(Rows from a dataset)
* * *

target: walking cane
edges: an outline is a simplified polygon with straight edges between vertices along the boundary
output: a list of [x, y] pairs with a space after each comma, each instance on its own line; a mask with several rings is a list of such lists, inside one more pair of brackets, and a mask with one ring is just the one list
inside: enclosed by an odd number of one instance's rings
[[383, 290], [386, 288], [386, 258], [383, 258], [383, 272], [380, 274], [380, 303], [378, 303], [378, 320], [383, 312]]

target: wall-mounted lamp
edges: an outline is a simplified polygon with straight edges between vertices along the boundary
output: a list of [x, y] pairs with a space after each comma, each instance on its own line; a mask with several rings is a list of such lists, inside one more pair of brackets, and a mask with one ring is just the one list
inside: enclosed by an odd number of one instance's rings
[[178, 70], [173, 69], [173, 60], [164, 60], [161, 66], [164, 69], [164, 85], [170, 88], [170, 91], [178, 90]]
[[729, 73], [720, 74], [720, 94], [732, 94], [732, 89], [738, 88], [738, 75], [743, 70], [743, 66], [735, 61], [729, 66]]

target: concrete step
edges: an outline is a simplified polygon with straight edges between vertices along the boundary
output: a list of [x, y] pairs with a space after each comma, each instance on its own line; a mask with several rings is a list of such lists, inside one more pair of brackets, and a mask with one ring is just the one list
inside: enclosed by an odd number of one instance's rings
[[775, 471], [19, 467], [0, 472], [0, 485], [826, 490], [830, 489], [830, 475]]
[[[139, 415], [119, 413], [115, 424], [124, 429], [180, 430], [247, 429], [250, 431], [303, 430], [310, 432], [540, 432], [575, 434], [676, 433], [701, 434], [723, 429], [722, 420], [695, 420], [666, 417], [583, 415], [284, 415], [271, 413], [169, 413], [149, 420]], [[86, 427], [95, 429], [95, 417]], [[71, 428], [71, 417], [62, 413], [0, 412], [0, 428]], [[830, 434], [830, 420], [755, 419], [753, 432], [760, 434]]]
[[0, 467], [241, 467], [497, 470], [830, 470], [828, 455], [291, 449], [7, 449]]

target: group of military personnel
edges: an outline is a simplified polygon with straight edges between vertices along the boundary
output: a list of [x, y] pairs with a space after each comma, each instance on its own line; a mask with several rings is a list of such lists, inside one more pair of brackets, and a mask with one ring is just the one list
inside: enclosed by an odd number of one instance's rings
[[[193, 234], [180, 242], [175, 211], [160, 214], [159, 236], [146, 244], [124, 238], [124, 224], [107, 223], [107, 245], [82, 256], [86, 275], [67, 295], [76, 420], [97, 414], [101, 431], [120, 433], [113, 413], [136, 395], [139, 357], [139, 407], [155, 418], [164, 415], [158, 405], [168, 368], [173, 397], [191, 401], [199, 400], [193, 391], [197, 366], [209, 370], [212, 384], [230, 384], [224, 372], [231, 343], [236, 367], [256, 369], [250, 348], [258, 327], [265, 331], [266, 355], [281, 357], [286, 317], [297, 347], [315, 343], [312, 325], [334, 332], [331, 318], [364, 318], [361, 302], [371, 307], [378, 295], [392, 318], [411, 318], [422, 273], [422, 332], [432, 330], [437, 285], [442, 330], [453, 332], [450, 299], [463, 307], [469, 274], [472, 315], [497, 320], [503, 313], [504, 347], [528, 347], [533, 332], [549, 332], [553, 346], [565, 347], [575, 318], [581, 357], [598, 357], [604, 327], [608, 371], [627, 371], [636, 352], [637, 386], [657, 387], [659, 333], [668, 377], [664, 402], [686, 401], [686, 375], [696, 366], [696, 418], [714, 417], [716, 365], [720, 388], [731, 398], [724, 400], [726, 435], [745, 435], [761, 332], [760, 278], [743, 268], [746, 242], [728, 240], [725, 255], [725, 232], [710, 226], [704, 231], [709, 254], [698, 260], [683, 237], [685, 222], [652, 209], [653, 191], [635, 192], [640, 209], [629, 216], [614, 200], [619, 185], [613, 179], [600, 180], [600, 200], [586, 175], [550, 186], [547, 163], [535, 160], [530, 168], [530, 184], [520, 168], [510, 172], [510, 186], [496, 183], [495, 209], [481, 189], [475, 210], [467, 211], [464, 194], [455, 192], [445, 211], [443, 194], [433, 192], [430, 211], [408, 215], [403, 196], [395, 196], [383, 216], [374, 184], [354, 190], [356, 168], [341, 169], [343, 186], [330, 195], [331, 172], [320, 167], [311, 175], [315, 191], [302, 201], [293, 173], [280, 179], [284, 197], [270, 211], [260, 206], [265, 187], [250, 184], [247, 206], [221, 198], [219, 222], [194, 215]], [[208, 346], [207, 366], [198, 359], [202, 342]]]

* * *

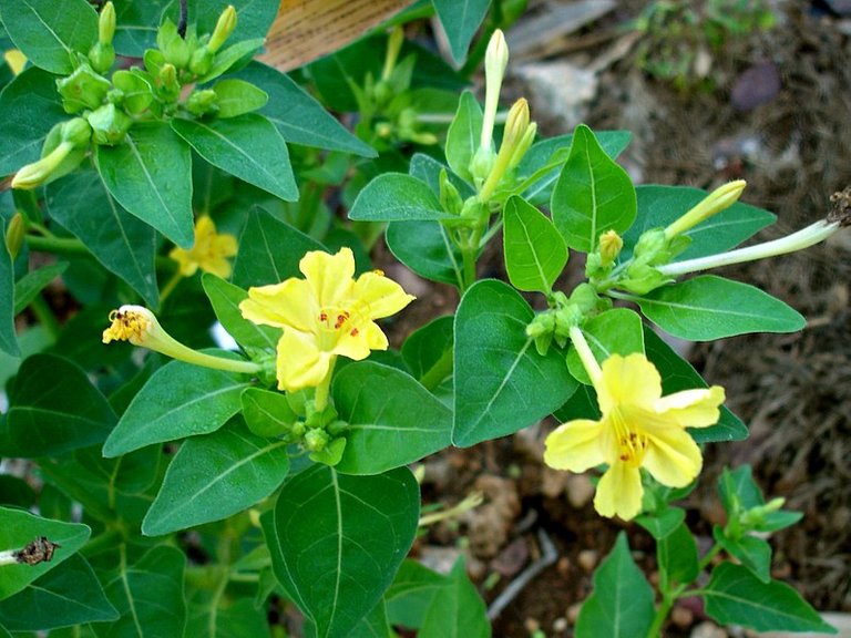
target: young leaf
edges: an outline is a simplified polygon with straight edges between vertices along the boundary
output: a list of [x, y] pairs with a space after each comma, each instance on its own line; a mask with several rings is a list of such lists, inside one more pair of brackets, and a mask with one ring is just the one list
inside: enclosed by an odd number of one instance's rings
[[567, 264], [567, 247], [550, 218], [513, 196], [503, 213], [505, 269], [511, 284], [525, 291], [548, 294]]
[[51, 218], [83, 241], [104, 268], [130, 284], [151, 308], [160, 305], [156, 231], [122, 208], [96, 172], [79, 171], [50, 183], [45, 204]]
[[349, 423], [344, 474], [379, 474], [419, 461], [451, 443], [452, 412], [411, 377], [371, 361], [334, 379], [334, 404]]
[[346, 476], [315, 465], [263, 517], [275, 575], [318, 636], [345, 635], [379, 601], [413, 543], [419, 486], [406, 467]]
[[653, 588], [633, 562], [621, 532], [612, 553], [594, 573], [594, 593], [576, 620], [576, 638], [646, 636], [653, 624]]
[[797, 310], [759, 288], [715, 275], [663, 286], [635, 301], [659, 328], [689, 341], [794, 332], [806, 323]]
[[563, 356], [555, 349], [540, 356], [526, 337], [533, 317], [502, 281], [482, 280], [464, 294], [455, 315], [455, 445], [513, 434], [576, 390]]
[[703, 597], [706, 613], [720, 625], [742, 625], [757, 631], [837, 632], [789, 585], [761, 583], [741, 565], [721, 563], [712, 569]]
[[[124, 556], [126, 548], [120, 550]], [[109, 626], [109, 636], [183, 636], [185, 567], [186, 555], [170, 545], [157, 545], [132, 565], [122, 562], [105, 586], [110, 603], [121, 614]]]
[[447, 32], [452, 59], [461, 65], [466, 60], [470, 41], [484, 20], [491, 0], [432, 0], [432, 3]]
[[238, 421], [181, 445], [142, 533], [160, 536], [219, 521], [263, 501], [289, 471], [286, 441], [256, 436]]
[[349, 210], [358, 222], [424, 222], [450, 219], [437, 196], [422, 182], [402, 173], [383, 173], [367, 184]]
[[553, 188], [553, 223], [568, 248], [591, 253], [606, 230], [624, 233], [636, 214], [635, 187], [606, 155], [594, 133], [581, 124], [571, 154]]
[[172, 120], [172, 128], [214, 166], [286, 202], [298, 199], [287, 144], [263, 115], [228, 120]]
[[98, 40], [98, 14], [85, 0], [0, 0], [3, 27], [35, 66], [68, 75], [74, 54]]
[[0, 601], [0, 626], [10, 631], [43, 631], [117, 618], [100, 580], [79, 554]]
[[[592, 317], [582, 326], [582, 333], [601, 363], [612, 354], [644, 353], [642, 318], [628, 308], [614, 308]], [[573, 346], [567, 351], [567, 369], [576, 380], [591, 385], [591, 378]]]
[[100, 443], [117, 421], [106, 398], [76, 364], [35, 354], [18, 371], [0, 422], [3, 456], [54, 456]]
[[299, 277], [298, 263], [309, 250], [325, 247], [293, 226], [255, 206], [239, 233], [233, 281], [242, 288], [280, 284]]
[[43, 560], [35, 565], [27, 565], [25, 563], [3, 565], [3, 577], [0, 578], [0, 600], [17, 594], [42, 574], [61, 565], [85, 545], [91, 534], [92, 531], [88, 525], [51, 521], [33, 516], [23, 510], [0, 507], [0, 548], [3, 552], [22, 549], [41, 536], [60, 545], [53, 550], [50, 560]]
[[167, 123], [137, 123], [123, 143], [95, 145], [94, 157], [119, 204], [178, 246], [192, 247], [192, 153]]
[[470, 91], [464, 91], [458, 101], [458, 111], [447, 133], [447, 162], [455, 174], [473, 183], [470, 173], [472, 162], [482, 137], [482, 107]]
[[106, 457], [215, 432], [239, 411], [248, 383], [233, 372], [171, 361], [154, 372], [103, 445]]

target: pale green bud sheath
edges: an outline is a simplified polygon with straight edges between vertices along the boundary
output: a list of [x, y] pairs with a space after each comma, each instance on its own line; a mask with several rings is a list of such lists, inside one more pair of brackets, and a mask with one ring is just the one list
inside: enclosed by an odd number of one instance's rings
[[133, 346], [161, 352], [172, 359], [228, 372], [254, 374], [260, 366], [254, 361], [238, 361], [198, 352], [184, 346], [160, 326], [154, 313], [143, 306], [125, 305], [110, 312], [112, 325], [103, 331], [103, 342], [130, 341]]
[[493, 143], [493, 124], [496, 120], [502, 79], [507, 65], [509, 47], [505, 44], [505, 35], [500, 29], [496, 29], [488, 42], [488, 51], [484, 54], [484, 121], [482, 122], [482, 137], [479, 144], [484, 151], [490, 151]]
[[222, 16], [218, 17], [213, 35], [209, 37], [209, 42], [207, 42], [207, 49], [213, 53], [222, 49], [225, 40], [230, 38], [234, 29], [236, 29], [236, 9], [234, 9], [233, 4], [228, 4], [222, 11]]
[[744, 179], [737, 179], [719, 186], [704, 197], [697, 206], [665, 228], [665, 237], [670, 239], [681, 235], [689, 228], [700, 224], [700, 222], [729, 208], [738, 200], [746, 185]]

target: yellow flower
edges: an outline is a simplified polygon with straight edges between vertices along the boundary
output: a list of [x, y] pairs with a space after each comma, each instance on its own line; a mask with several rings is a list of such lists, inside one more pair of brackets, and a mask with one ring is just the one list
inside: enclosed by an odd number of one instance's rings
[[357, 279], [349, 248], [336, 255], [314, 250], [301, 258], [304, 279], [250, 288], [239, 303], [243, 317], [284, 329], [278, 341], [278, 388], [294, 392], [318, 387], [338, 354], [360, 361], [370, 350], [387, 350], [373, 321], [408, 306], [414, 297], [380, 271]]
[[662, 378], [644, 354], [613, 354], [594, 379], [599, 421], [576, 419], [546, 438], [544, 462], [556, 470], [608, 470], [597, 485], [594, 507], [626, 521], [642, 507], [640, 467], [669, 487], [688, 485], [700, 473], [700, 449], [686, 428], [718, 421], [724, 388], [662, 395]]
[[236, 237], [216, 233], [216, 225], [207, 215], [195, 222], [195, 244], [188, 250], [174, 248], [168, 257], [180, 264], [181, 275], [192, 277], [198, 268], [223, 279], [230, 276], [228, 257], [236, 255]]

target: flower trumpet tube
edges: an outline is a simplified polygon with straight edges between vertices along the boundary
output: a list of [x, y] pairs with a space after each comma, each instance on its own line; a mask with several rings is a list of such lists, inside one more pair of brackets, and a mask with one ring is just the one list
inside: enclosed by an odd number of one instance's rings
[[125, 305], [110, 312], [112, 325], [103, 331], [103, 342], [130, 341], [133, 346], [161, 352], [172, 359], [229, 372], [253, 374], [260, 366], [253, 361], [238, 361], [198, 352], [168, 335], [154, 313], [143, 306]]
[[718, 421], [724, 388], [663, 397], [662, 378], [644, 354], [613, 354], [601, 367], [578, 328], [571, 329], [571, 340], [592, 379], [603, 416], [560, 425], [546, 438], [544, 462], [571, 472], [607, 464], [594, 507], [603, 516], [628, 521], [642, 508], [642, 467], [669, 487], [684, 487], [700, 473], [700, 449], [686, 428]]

* * *

*Your goal:* Count the lines in the rows that contain the string "target" and give only that number.

*Solution to this exercise:* 8